Document segment »
- Born: March 10, 1972 (age 54) Toyonaka, Osaka, Japan
- Occupations: Comedian, actor, singer, music producer
- Years active: 1992–present

Notes
- Same year/generation as: Cocorico Tomonori Jinnai Kendo Kobayashi Nakagawake

= Takashi Fujii =

Japanese comedian and singer

Takashi Fujii (藤井隆, Fujii Takashi), born March 10, 1972) is a Japanese entertainment personality who has performed as comedian, actor, singer, presenter, and music producer affiliated with the Japanese entertainment conglomerate Yoshimoto Kogyo and was the popular host of Matthew's Best Hit TV (as the character Matthew Minami (マシュー南, Mashū Minami), and various other related shows on TV Asahi. He was born in Toyonaka, Osaka.

On May 7, 2005, he officially announced his intention to marry Otoha (乙葉), a Japanese idol. They married on July 30, 2005, at the Grand Hyatt in Tokyo, with an audience of 340 guests including many famous Japanese personalities and celebrities. They have one daughter.

In 2022, he was the co-host of Love Is Blind: Japan, and host of the Audible podcast Matthew's Matthew: Matthew in Matthew's Room.

== Acting career ==
Takashi Fujii is most active as an actor and a comedic host.

In the western world, and particularly the United States, he is perhaps known for his appearance as Matthew Minami, hosting his own show, with Bill Murray's character Bob Harris in the 2003 movie Lost in Translation. As Matthew, his trademark blonde wig and garish suits complement his effeminate but wacky personality.

Although Bill Murray has never been a guest, Fujii (as Matthew Minami) actually hosted such a program, now called Matthew's Best Hit UV, largely consisting of musicians and popular Japanese celebrities, the show's guests are often subject to fierce competition by Matthew Minami himself. The character Matthew Minami also appears in a handful of programs and shorts related to Best Hit TV.

(Coordinate labeling records)
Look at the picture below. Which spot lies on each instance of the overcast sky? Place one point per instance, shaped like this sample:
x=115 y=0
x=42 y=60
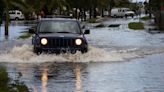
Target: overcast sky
x=139 y=0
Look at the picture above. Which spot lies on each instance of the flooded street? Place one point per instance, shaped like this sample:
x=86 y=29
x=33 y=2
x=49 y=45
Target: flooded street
x=119 y=60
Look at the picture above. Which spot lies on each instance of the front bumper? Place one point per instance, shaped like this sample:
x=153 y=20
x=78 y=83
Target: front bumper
x=61 y=50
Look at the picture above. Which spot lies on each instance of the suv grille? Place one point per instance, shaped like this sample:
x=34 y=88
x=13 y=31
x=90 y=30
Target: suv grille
x=61 y=42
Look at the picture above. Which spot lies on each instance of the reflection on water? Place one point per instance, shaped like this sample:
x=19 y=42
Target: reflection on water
x=78 y=78
x=44 y=79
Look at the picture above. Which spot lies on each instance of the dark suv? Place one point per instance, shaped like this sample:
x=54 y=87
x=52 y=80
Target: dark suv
x=59 y=35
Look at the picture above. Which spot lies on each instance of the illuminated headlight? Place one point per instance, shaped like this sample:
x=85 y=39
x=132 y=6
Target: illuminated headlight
x=78 y=41
x=44 y=41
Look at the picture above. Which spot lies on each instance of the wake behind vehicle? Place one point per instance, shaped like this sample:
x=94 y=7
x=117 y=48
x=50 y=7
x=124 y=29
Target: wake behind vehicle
x=122 y=12
x=59 y=35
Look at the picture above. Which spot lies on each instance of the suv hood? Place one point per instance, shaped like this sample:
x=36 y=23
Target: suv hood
x=60 y=35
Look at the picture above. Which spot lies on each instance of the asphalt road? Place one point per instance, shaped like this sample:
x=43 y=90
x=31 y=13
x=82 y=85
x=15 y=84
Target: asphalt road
x=119 y=60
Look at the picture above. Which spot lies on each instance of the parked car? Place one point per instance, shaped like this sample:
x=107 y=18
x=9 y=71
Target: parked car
x=59 y=35
x=16 y=15
x=121 y=12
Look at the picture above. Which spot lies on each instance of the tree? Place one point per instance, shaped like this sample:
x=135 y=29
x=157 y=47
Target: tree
x=8 y=4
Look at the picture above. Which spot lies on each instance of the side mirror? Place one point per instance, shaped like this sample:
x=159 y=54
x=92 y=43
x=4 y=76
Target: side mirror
x=32 y=30
x=83 y=27
x=87 y=31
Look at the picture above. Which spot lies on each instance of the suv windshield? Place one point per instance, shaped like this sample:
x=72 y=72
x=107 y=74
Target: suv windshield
x=59 y=27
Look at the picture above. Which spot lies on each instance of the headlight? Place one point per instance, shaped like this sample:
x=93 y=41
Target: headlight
x=78 y=41
x=44 y=41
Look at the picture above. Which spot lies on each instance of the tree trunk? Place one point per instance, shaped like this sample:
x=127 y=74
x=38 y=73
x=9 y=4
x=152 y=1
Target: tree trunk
x=7 y=21
x=102 y=12
x=90 y=13
x=95 y=13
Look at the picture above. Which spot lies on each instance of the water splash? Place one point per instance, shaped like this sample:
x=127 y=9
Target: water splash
x=24 y=54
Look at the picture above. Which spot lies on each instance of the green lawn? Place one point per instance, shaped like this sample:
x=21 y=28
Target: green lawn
x=145 y=18
x=136 y=25
x=10 y=85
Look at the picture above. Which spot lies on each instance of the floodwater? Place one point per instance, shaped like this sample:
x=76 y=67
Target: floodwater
x=119 y=60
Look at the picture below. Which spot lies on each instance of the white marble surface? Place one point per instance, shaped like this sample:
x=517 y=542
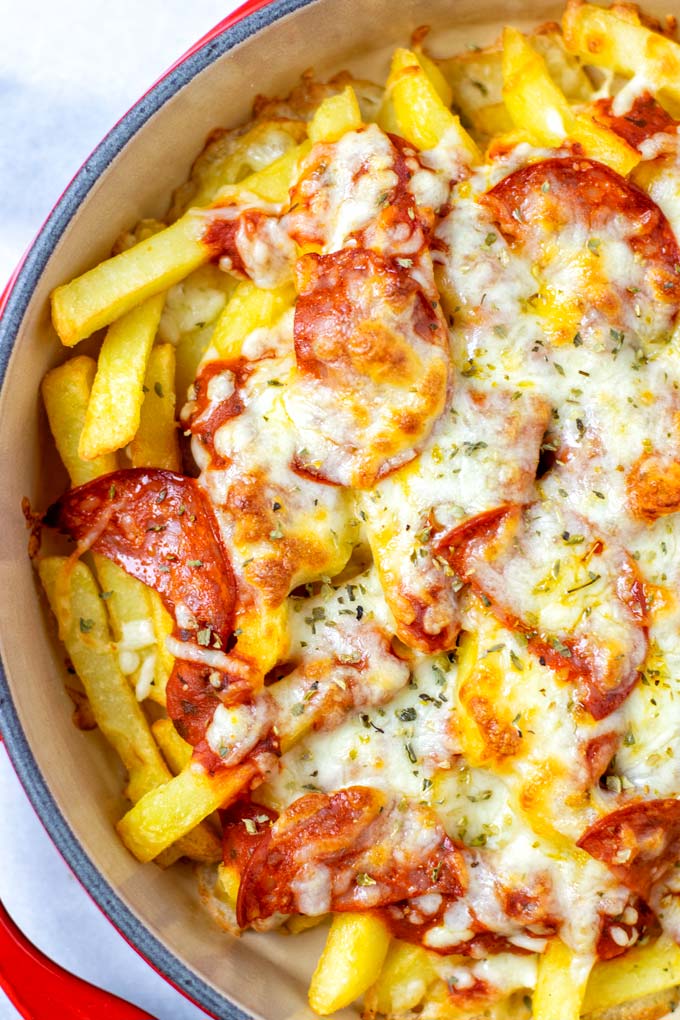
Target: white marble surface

Set task 1 »
Answer these questions from the Takashi Fujii article:
(a) In what city was Fujii born?
(b) On what date and at what venue did he marry Otoha?
(c) What show did he co-host in 2022?
Set task 2 »
Please resume the Takashi Fujii article after its final sentence.
The records have no role in this work.

Exercise response 1 »
(a) Toyonaka, Osaka
(b) July 30, 2005, at the Grand Hyatt in Tokyo
(c) Love Is Blind: Japan

Exercise response 2 »
Takashi Fujii is also a popular talent himself and appears frequently on many Japanese variety shows. He is considerably less flamboyant while appearing as himself, but his frequent seemingly random comments and odd gestures are all part of his signature performances. He has even made appearances in the US and China showing off both his comedy and music. Takashi Fujii is currently featured on the following programs (titles are loose translations):

- 発見!仰天!!プレミアもん!!! 土曜はダメよ! (Hakken! Gyōten!! Puremia mon!!! Doyō wa Dame yo!) on YTV
- 新婚さんいらっしゃい！(Shikonsan Irasshai!) on Asahi TV

=== Past appearances ===

- 1999 Heaven's Kiss/Tokyo Ghost Story (天国のkiss, Tengoku no Kiss) (Drama)
- 2001 There's Always Tomorrow (Drama)
- 2001 There's Always Tomorrow (Movie)
- 2001 Beauty 7 (Drama)
- 2002 Manten (Drama)
- 2006 The School of Water Business (Drama)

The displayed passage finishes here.